YOUR OBJECTIVE> In the lines from the line with "Provide the segmentation of every instance of the distant" up to and including the line with "29), (110, 35), (110, 37), (113, 39)]", substitute "far-off peak" for "distant mountain" and give those lines again with nothing else changed. Leave the pictures out of your answer.
[Start GIVEN INFORMATION]
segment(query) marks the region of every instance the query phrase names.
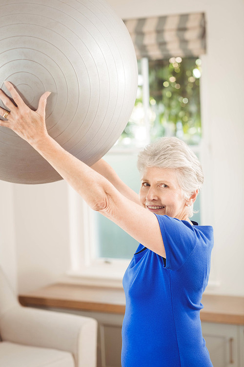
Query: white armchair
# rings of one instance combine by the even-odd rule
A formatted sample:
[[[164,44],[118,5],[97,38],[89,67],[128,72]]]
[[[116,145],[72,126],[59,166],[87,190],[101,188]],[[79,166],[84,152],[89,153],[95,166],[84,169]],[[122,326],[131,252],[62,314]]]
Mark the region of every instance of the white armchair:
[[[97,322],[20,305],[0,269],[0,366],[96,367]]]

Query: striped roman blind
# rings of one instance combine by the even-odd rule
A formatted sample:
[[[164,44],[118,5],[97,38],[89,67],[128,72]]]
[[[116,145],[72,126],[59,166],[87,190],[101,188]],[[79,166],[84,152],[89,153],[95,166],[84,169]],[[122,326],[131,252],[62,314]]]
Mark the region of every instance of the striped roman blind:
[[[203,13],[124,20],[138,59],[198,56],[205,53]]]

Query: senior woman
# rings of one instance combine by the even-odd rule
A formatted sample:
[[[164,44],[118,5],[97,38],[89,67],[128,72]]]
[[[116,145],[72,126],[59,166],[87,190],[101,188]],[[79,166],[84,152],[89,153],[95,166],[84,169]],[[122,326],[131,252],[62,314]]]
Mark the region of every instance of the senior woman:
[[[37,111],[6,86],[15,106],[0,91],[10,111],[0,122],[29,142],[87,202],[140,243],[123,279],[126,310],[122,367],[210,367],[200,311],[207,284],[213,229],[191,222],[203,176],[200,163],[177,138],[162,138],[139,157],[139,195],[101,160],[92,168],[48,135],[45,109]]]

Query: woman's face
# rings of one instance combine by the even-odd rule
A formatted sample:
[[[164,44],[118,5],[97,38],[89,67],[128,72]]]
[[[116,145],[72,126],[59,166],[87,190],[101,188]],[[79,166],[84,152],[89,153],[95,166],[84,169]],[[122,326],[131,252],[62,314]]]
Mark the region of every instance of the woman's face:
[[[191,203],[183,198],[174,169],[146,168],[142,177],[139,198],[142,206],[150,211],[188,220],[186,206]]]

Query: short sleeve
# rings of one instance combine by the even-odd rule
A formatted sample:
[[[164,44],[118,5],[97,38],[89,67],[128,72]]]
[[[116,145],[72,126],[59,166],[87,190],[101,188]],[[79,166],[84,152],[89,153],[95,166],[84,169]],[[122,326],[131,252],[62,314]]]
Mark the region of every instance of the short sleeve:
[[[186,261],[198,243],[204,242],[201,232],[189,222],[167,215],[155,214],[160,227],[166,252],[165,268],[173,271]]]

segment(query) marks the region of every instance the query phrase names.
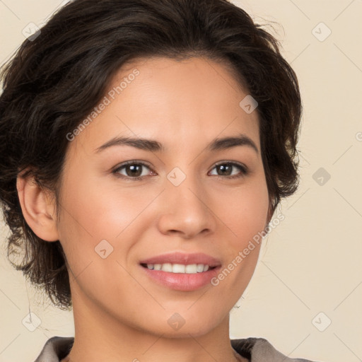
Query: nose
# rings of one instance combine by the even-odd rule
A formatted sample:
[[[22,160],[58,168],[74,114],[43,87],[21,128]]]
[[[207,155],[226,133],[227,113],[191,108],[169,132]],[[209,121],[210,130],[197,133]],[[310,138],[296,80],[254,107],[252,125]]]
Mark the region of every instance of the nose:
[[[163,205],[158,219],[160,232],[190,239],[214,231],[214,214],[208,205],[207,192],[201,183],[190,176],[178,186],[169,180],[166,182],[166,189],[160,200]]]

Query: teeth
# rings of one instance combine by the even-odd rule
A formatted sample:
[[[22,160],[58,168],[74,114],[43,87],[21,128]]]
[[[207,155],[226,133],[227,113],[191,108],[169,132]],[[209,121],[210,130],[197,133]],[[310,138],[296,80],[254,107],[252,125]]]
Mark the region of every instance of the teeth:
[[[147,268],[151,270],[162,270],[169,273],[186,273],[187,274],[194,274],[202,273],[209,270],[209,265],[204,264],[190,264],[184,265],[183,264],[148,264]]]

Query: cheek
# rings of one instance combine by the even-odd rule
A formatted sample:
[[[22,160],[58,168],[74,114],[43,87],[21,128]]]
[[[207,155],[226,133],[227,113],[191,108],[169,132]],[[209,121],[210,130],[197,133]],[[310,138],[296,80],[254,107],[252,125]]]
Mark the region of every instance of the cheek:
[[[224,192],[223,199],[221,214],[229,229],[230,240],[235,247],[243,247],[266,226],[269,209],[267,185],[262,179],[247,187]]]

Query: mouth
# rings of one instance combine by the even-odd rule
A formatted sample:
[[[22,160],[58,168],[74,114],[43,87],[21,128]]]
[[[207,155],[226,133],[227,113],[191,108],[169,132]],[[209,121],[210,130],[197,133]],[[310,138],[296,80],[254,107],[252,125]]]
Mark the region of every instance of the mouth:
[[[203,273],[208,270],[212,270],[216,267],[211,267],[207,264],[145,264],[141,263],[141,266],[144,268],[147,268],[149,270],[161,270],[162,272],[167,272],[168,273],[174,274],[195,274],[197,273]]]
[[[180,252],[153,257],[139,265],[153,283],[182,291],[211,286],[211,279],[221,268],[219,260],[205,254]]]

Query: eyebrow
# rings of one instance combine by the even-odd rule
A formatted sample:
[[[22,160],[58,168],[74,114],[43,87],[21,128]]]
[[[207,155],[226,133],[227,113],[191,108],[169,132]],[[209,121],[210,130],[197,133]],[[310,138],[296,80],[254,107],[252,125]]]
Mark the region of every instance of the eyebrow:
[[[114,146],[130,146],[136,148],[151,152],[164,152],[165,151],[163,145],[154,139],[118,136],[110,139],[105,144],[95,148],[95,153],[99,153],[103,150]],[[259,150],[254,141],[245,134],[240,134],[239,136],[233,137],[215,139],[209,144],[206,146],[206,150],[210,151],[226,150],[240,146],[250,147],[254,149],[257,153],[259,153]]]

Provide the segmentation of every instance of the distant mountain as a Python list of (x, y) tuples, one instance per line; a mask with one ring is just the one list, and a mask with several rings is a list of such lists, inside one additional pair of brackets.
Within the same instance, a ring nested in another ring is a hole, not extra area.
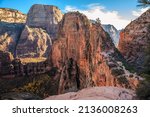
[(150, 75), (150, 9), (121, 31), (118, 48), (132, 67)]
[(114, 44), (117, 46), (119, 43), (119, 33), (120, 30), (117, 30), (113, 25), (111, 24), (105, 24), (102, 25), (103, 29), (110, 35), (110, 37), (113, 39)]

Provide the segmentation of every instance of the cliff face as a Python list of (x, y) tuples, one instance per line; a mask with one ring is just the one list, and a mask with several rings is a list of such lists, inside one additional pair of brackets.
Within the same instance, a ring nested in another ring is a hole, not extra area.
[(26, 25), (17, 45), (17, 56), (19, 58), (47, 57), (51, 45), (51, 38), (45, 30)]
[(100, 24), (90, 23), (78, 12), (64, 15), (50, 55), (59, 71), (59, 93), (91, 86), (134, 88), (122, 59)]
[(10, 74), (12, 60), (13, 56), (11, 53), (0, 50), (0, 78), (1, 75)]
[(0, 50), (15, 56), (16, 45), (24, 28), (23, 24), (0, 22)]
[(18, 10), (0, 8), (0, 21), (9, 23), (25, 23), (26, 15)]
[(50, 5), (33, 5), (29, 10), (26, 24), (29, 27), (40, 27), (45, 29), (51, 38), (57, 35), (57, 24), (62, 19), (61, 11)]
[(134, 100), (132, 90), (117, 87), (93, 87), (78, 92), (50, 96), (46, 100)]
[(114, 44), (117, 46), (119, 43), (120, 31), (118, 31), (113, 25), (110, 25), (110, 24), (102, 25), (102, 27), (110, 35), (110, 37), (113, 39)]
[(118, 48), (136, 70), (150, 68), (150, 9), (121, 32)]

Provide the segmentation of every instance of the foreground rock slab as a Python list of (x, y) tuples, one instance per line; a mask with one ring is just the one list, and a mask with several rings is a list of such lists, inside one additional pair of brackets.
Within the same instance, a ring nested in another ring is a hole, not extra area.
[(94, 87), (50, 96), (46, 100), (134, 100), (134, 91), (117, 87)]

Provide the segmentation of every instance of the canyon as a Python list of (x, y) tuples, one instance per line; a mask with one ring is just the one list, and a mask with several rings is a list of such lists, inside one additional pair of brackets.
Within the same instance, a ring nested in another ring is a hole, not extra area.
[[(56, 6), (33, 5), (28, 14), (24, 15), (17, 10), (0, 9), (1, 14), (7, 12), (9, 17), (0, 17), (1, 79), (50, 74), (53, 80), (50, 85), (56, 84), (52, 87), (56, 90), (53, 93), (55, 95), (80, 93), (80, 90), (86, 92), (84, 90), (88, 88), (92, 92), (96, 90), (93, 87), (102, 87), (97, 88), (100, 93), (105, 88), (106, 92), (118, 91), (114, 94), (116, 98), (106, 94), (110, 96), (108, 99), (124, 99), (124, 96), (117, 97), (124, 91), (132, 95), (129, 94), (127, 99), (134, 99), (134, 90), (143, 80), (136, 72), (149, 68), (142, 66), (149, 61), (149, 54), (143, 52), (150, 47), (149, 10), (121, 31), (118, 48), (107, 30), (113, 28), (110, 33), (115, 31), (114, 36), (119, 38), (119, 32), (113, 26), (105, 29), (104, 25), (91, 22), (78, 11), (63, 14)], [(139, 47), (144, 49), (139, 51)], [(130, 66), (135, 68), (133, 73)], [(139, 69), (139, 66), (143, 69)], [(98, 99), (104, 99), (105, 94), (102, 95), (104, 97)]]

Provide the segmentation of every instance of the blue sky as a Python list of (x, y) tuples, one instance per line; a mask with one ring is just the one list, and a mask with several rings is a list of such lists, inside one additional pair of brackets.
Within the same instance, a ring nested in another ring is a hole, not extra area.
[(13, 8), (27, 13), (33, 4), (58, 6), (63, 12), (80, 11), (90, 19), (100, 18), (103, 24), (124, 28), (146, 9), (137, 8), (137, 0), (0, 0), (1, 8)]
[End GIVEN INFORMATION]
WRITTEN RESPONSE>
Provide the segmentation of every instance of the far-off peak as a Python list of (x, y) tuples, one instance per line; a mask with one ring is just the one list, and a mask with several rings is a list of such lists, inside one additional pair of brackets.
Within the same instance, a ring nested in another ring is a hole, not extra area.
[(150, 75), (150, 9), (121, 31), (118, 48), (132, 67)]
[(114, 44), (117, 46), (119, 43), (119, 33), (120, 30), (117, 30), (113, 25), (111, 24), (105, 24), (102, 25), (103, 29), (110, 35), (110, 37), (113, 39)]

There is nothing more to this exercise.